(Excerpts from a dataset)

_ _ _ _ _

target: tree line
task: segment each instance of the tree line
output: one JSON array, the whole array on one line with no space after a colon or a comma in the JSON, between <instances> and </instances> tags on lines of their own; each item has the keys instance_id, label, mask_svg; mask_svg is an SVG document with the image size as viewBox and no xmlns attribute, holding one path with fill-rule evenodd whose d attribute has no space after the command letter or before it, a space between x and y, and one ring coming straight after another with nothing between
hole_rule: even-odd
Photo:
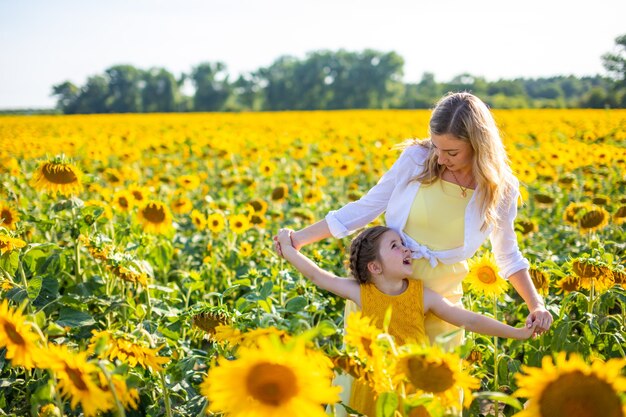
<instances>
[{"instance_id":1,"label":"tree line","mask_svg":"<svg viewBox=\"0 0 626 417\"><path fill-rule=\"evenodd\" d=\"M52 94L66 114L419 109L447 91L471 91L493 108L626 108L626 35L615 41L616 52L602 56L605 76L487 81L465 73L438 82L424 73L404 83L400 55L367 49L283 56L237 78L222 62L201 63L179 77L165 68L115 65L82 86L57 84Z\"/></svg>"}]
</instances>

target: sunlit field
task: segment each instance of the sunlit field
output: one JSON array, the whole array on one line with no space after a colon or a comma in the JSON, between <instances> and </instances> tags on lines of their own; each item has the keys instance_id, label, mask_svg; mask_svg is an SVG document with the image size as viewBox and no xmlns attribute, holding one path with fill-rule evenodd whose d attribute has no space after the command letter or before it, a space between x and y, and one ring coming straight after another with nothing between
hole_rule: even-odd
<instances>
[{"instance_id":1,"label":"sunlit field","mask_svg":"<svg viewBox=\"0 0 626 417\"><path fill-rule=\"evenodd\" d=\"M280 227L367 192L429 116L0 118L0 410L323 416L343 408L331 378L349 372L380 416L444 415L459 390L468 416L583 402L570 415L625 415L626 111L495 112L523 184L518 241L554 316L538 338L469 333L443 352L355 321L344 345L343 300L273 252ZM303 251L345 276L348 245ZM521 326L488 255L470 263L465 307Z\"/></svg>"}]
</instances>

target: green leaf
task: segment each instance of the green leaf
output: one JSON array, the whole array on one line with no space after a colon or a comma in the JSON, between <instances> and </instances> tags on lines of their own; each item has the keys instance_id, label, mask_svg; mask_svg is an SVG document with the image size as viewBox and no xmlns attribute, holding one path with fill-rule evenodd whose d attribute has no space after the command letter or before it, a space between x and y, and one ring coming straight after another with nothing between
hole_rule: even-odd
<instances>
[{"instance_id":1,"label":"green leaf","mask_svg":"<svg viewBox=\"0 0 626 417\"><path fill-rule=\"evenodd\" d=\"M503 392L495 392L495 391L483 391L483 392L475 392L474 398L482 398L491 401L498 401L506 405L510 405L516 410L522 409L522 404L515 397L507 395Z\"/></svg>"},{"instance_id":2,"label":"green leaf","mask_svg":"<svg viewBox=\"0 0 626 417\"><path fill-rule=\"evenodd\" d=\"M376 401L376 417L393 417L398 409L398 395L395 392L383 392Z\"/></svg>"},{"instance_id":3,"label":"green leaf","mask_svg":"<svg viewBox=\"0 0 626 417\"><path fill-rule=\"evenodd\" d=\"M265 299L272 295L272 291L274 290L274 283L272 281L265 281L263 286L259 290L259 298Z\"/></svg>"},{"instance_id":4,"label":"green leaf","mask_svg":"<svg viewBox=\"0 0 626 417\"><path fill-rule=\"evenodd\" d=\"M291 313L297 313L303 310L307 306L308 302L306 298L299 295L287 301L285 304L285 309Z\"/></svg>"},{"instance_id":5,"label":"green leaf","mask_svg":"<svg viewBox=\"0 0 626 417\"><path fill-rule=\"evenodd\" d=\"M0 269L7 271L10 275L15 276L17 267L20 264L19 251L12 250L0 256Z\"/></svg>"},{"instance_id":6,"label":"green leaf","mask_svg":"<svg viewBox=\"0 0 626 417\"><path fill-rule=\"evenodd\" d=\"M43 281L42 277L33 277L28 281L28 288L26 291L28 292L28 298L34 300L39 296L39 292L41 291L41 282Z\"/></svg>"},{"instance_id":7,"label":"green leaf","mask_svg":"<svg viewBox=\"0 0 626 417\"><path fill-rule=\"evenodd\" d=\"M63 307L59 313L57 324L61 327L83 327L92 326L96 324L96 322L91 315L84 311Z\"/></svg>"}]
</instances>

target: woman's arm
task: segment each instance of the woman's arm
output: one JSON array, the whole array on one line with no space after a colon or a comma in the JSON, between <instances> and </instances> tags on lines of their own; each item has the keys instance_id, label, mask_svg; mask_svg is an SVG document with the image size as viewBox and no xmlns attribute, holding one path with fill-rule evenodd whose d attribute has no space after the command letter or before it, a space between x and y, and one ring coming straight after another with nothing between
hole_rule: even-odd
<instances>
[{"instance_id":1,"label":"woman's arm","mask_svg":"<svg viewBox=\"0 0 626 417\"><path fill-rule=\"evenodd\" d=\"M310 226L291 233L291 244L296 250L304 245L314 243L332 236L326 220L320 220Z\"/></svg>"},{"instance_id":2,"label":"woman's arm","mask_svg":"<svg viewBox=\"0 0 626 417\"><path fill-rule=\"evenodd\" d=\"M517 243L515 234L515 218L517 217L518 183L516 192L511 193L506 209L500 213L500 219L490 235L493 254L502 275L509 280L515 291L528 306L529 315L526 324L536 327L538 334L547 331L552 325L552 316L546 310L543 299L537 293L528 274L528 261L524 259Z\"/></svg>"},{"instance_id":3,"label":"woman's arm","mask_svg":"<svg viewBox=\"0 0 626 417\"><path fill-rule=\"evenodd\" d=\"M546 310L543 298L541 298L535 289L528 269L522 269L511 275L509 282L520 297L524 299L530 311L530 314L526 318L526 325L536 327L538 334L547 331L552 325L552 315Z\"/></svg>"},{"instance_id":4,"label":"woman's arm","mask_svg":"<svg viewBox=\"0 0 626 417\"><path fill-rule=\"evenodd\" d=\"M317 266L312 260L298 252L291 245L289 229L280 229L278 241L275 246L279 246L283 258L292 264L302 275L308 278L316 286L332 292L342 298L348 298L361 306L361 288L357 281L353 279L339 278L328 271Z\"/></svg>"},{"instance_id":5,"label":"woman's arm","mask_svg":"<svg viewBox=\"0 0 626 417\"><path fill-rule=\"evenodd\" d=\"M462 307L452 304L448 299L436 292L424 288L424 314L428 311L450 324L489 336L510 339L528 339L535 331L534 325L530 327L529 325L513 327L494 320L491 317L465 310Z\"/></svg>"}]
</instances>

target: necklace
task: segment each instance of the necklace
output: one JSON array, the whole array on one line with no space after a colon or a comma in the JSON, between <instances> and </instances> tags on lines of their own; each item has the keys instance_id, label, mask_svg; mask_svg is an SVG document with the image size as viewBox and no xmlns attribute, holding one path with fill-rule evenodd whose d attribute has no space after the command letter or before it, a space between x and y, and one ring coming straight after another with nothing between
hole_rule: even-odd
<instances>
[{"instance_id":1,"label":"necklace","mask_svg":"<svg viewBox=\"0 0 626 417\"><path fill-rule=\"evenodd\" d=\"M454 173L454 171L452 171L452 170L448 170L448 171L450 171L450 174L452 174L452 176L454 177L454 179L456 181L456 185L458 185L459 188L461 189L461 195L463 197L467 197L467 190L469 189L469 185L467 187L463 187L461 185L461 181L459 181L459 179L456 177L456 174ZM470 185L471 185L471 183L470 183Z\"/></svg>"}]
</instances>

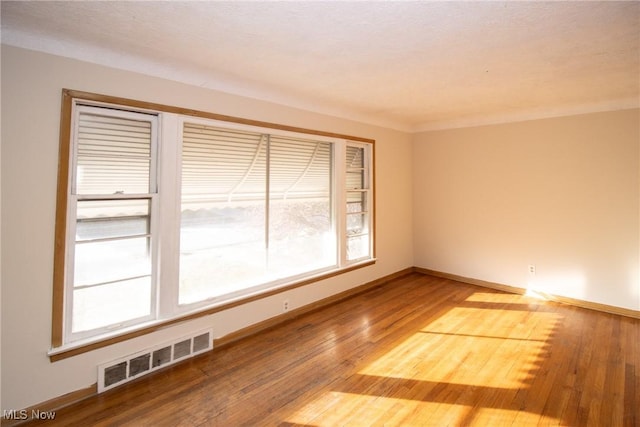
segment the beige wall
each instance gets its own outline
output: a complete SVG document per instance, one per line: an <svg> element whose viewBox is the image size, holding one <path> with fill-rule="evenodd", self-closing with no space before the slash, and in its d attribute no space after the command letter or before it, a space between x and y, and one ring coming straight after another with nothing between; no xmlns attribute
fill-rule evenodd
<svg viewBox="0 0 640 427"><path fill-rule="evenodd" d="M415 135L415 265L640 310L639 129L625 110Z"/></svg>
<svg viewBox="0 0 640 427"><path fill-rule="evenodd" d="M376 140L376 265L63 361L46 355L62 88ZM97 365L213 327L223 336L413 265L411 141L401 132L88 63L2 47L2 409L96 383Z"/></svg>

_ _ _ _ _

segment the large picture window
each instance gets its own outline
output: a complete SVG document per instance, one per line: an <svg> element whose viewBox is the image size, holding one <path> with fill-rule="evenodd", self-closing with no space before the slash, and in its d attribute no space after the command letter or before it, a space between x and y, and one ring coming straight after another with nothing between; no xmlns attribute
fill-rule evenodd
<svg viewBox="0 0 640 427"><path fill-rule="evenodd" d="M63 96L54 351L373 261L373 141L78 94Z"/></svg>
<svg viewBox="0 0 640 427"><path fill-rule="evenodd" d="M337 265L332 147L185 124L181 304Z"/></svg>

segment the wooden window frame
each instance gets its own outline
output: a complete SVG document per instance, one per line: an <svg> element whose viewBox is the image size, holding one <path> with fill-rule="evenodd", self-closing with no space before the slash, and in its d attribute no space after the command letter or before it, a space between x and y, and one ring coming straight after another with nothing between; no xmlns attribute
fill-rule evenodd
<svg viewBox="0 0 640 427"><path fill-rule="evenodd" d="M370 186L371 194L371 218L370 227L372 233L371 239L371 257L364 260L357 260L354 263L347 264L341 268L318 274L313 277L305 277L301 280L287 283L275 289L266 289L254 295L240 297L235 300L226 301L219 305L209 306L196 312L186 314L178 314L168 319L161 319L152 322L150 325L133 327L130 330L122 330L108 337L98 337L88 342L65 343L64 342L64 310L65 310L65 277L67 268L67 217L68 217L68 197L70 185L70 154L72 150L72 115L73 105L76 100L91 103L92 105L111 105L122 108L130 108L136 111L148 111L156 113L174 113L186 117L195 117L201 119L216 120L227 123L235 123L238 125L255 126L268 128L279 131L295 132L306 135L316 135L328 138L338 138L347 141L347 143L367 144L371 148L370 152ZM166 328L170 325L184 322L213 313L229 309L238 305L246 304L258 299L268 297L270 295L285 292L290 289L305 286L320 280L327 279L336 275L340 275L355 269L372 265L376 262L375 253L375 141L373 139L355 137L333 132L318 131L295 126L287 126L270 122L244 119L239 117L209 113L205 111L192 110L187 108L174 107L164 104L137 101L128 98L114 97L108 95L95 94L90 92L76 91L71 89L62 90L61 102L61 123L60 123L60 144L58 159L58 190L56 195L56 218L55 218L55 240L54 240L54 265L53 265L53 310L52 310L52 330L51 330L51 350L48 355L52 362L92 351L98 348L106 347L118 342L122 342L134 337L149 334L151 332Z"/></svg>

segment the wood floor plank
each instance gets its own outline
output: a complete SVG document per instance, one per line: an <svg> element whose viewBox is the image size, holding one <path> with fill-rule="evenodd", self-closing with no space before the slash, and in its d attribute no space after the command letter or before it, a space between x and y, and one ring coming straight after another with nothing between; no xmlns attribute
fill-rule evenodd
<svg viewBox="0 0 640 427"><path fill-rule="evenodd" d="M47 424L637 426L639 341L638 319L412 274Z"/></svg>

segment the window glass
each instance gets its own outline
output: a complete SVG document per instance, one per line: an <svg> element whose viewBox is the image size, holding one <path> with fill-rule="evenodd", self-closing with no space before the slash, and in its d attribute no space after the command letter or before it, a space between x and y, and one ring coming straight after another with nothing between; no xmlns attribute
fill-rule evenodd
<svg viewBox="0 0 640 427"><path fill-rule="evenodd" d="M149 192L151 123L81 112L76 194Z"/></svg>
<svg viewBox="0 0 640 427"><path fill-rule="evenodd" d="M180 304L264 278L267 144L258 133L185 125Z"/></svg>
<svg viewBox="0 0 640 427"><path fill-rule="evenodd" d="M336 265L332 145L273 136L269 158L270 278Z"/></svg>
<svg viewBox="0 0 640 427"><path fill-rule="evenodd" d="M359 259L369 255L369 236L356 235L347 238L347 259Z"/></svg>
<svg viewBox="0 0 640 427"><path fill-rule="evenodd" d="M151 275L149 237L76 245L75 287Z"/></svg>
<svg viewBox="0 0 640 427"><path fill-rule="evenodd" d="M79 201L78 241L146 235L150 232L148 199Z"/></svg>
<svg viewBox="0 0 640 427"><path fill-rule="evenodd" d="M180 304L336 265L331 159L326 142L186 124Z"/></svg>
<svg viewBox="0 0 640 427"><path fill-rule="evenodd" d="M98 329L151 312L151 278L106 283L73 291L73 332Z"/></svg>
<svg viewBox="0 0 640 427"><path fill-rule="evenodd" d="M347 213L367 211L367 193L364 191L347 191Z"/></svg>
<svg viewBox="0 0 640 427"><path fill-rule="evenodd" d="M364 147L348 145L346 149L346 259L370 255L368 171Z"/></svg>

_ _ _ _ _

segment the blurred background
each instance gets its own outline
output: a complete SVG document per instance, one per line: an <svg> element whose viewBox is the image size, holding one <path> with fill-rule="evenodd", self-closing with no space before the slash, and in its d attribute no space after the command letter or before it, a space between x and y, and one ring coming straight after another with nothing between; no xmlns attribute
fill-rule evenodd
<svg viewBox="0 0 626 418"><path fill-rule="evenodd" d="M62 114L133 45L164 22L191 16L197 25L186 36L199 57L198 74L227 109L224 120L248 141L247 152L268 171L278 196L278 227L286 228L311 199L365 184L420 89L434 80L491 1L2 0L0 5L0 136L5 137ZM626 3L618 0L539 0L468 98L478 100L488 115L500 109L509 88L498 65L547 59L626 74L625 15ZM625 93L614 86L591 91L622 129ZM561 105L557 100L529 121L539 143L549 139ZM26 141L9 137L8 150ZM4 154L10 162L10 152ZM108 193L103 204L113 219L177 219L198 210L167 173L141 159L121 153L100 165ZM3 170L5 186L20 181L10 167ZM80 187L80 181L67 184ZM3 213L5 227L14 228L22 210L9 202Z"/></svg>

_ _ _ _ _

**Task requirements**
Give back precisely the lines above that start at the line containing "target: tree line" and end at the line containing "task: segment each instance of the tree line", inclusive. No other lines belong in the output.

**Result of this task**
target: tree line
task: segment each instance of the tree line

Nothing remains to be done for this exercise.